[Task item] Make an exact copy of all the entries, but do not reproduce the pictures.
::::
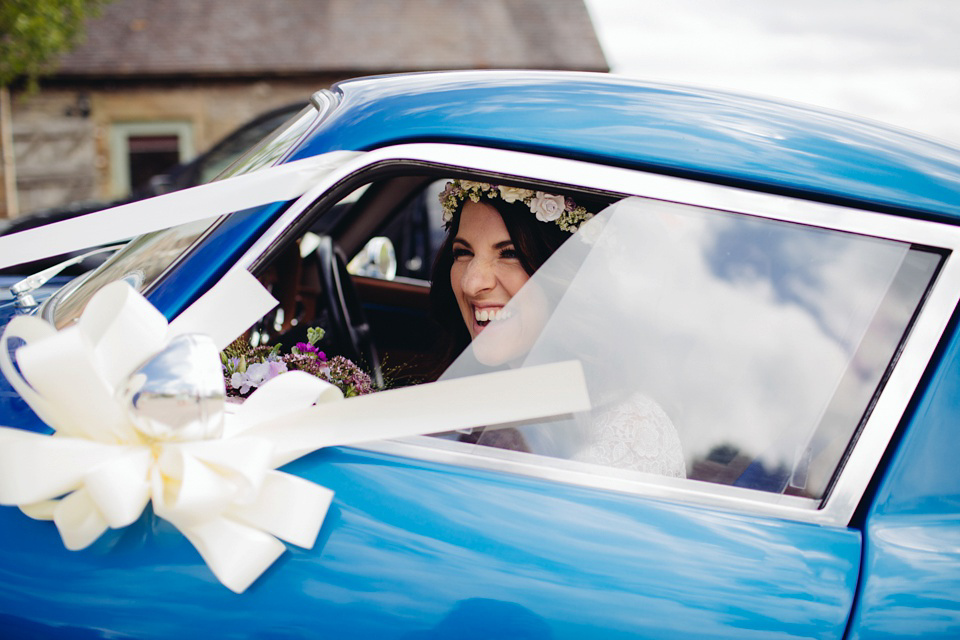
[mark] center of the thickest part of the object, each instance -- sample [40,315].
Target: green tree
[34,32]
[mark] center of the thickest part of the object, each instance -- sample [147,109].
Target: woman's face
[486,271]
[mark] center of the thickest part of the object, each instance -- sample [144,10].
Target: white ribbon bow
[223,493]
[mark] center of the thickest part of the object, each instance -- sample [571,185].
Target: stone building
[156,81]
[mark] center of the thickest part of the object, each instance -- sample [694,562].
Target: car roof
[705,134]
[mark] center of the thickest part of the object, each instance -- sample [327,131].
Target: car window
[759,345]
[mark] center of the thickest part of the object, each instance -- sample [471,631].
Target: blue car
[778,283]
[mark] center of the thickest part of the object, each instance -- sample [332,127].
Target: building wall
[62,135]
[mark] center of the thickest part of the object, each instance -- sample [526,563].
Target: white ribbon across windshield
[739,328]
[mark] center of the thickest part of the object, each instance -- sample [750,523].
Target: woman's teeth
[487,315]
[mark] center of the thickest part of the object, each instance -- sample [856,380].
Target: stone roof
[256,37]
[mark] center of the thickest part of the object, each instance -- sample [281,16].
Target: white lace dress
[637,435]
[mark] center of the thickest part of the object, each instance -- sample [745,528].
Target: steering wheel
[350,327]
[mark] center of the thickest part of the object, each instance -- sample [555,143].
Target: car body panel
[408,545]
[911,584]
[711,135]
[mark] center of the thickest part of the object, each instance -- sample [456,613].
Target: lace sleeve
[637,435]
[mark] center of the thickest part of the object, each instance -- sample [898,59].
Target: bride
[502,289]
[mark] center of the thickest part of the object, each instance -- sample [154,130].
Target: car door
[478,537]
[436,537]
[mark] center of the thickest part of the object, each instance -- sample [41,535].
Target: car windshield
[758,344]
[142,261]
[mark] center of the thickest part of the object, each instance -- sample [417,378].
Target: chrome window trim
[926,333]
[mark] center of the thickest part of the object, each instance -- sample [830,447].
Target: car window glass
[758,344]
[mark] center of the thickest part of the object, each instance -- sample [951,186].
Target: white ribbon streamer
[224,494]
[211,200]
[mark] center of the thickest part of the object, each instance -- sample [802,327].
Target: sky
[896,61]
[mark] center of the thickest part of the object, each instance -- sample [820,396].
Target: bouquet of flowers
[245,368]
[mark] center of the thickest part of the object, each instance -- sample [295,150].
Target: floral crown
[547,207]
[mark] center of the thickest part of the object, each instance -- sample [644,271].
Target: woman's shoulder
[637,434]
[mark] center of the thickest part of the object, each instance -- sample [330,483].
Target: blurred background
[145,96]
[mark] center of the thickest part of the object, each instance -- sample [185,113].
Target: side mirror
[376,260]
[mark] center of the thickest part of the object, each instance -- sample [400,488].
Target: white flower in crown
[512,194]
[547,207]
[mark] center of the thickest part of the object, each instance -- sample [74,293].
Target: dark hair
[535,241]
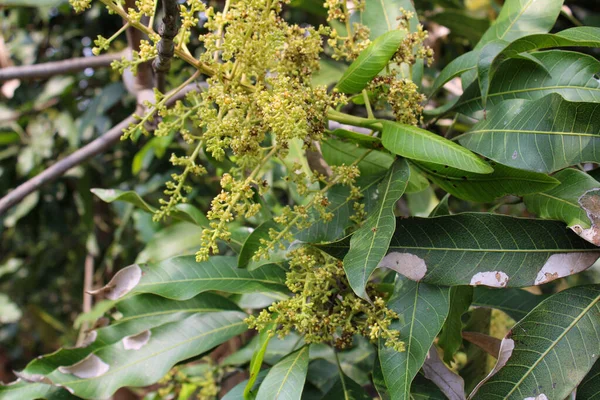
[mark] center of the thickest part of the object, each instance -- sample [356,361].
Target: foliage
[323,202]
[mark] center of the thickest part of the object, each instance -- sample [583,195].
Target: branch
[166,47]
[45,70]
[80,156]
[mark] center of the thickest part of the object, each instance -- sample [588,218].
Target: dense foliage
[311,201]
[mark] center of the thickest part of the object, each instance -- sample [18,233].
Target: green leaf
[520,18]
[370,62]
[567,73]
[486,187]
[588,388]
[381,16]
[337,152]
[555,346]
[561,203]
[450,338]
[418,144]
[543,135]
[257,358]
[346,389]
[181,278]
[491,56]
[482,249]
[116,366]
[517,303]
[370,242]
[286,379]
[139,313]
[422,309]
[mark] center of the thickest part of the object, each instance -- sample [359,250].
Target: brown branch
[166,46]
[88,151]
[45,70]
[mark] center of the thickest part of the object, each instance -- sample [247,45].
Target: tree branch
[88,151]
[166,47]
[45,70]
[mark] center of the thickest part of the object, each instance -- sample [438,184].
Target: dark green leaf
[286,379]
[181,278]
[422,309]
[418,144]
[450,338]
[487,187]
[370,62]
[370,242]
[561,203]
[543,135]
[515,302]
[550,351]
[482,249]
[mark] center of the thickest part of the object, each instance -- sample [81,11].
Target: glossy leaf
[562,202]
[567,73]
[482,249]
[337,152]
[181,278]
[589,388]
[555,346]
[491,56]
[450,338]
[370,62]
[422,309]
[544,135]
[487,187]
[418,144]
[513,301]
[285,379]
[370,242]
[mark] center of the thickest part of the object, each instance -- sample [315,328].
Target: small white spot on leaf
[90,367]
[506,348]
[565,264]
[34,378]
[122,283]
[409,265]
[136,342]
[538,397]
[490,278]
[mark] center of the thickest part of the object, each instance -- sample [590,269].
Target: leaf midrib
[554,343]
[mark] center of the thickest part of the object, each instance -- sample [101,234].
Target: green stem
[353,120]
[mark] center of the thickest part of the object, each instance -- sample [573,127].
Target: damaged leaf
[555,346]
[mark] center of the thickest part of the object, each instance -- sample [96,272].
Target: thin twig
[80,156]
[45,70]
[166,47]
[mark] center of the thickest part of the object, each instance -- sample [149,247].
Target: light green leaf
[347,390]
[337,152]
[486,187]
[585,36]
[181,278]
[482,249]
[561,203]
[370,62]
[286,379]
[588,388]
[544,135]
[422,309]
[418,144]
[517,303]
[550,351]
[370,242]
[567,73]
[119,365]
[450,338]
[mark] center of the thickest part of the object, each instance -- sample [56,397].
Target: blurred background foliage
[46,239]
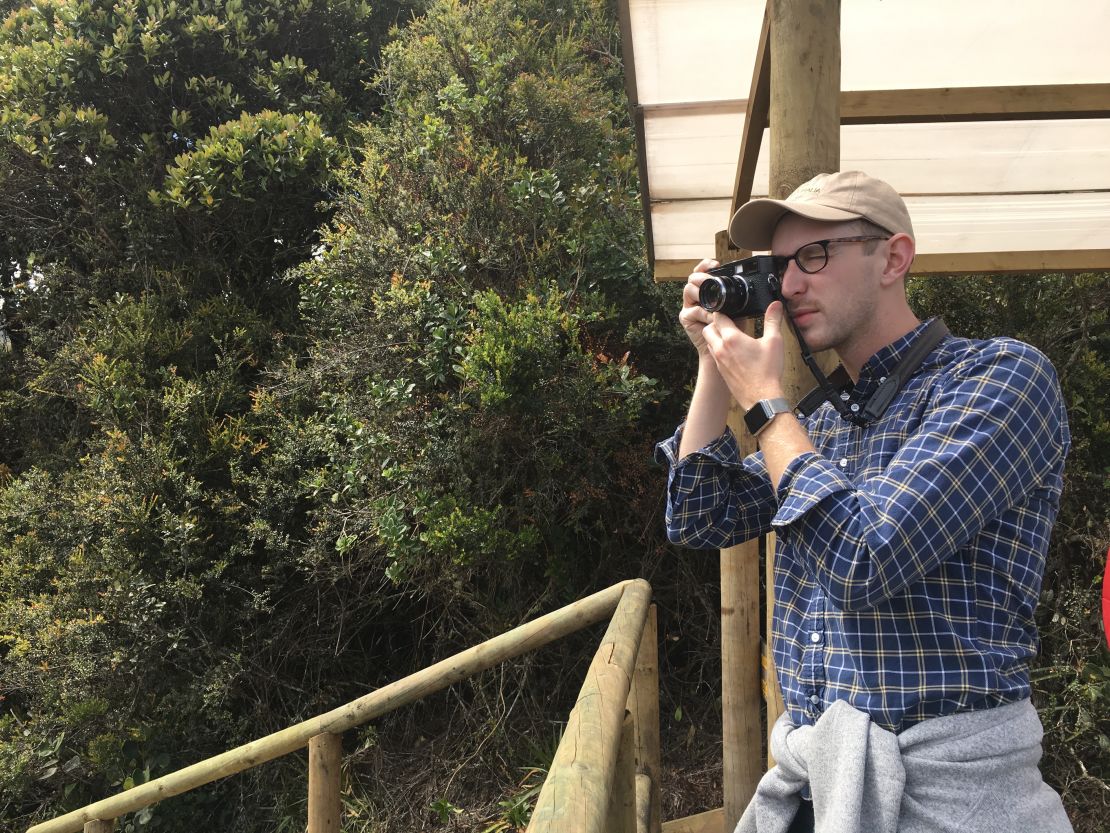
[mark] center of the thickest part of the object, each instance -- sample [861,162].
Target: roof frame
::::
[Solved exercise]
[mark] center of the thickest part of the object, each instance -- sample [40,315].
Target: green tree
[34,32]
[mark] center of the thickest part of the object, each instance -- sample [147,109].
Target: woman's face
[486,271]
[mark] center of the thickest part of the object, each instance -- sample [144,10].
Target: white ribbon bow
[223,493]
[mark] center of the thickest part of the object, each instance -- sample [571,185].
Target: stone building
[156,81]
[mark] center of the thickest part of the object, each instance -- sample [694,562].
Target: car roof
[705,134]
[mark] center of the thickest part of the object, each instance -- sample [327,131].
Target: car window
[759,345]
[mark] center of the thickest part of the object, each instance -- sample [471,631].
Target: blue car
[778,283]
[mark] center of the thickest part of the object, each instance -- sample [332,127].
Target: building wall
[62,135]
[mark] center of the thickest part of the object, each instance -- sample [526,563].
Target: white ribbon across windshield
[739,328]
[mark] center of the thickest part of the object, each instance -- sample [750,523].
Target: woman's teeth
[487,315]
[mark] center of the thickest part of the object, each instance -- sample [856,380].
Target: stone roof
[256,37]
[mark] center of the thickest part of the object, each instance -- sample [281,16].
Target: white lace dress
[637,435]
[mark] center of the thickest part of the object, each instance -- sample [745,528].
Target: steering wheel
[350,327]
[mark] center of the thickest part of the object, each instance -- sample [555,143].
Target: car body panel
[408,545]
[911,584]
[711,135]
[mark] center of the thickest part of the object, each instance -- sample [456,613].
Target: lace sleeve
[637,435]
[mark] center of the thickest part of the object, each instance -- sample [898,59].
Target: bride
[502,289]
[mark] center of the thickest part of the object, each instance -- sample [154,130].
Target: car door
[478,537]
[436,537]
[mark] center of the thickest part of the object, each instance -- sample [41,535].
Target: car windshield
[758,344]
[142,261]
[mark] center of the thickest part of the object, each instance -- sample [417,378].
Target: chrome window trim
[926,333]
[mark] center of the thickest part of the object, each instance -- sample [830,447].
Target: car window glass
[758,344]
[mark] center of the thickest part of the object, each instance -- sample [951,186].
Target: white ribbon streamer
[224,494]
[211,200]
[mark] center of the thickest part of the object, each instance -- sample [802,327].
Target: sky
[896,61]
[mark] center of the thickest part of the object, each instance -- sample [820,396].
Target: bouquet of flowers
[245,368]
[mark] center of the thickest part of the object, each instance -- sample [295,150].
Target: floral crown
[547,207]
[mark] center of the thickest part of the object, each instance -- sample [644,271].
Target: woman's shoulder
[637,434]
[mark] center of the thickest part of the object, each instance -- sample [330,483].
Target: blurred background
[145,96]
[mark] center of the thickest part of the object, each instance -- sample [185,113].
Target: side mirror
[376,260]
[mark] center of the thickest part of the object, each instance -- sample [400,488].
Target: white flower in crown
[512,194]
[547,207]
[mark] center of the thickest part of the object, each instance -- sample [74,293].
Target: dark hair
[535,241]
[mark] center of the thickest part of the object, each instance -- sample [356,361].
Target: foliage
[323,202]
[mark] center of the thickest part of the object, each instance -- sample [583,195].
Target: branch
[166,47]
[45,70]
[80,156]
[mark] center of the thickest part of the object, each instance -- sample [588,218].
Target: dense foliage
[311,201]
[mark] center of the thickest part of the object, each instance -- sample [18,233].
Target: green leaf
[520,18]
[370,62]
[567,73]
[486,187]
[588,388]
[381,16]
[337,152]
[555,346]
[561,203]
[450,338]
[418,144]
[543,135]
[257,358]
[346,389]
[181,278]
[491,56]
[482,249]
[116,366]
[517,303]
[370,242]
[286,379]
[139,313]
[422,309]
[mark] center of the thickest part of the object, each instance -- sample [359,250].
Target: brown branch
[166,46]
[88,151]
[45,70]
[mark] center of the thickest part of the object, each instance -- sample [247,45].
Target: tree branch
[88,151]
[166,47]
[45,70]
[mark] center of the thickest part of the object, each instance -- sample [438,184].
Target: dark green leaf
[286,379]
[181,278]
[422,309]
[418,144]
[450,338]
[487,187]
[370,62]
[370,242]
[561,203]
[543,135]
[515,302]
[550,351]
[482,249]
[mark] center of the thickest part of the object, each instance -- sample [81,11].
Target: glossy leaf
[562,202]
[567,73]
[482,249]
[337,152]
[181,278]
[589,388]
[555,346]
[491,56]
[450,338]
[370,62]
[422,309]
[544,135]
[487,187]
[418,144]
[513,301]
[285,379]
[370,242]
[mark] center of the thickest part of the object, each instance -- sample [315,328].
Target: small white spot on leaf
[90,367]
[506,348]
[565,264]
[34,378]
[122,283]
[409,265]
[136,342]
[538,397]
[490,278]
[mark] center of the thickest part of the object, each instance -- sample [590,269].
Target: leaf midrib
[554,343]
[mark] center of the thickest part of the object, each instance -- sample [101,234].
Target: green stem
[353,120]
[mark] center of the thickest part of the object, each instance -- sample [573,127].
Target: damaged leaf
[555,346]
[mark] center of the thickest part of the object, each instance -- sample [96,272].
Target: thin twig
[80,156]
[45,70]
[166,47]
[mark] center of the thickest part of the object, each instance -- sample [149,247].
Target: light green leaf
[347,390]
[337,152]
[486,187]
[585,36]
[181,278]
[482,249]
[561,203]
[370,62]
[286,379]
[588,388]
[544,135]
[422,309]
[418,144]
[517,303]
[550,351]
[370,242]
[567,73]
[119,365]
[450,338]
[mark] center of the thickest part of the object, each instance -- sample [56,397].
Target: blurred background foliage
[46,239]
[mark] center of the thickest part of the object, each instance -- sample [861,162].
Target: roof frame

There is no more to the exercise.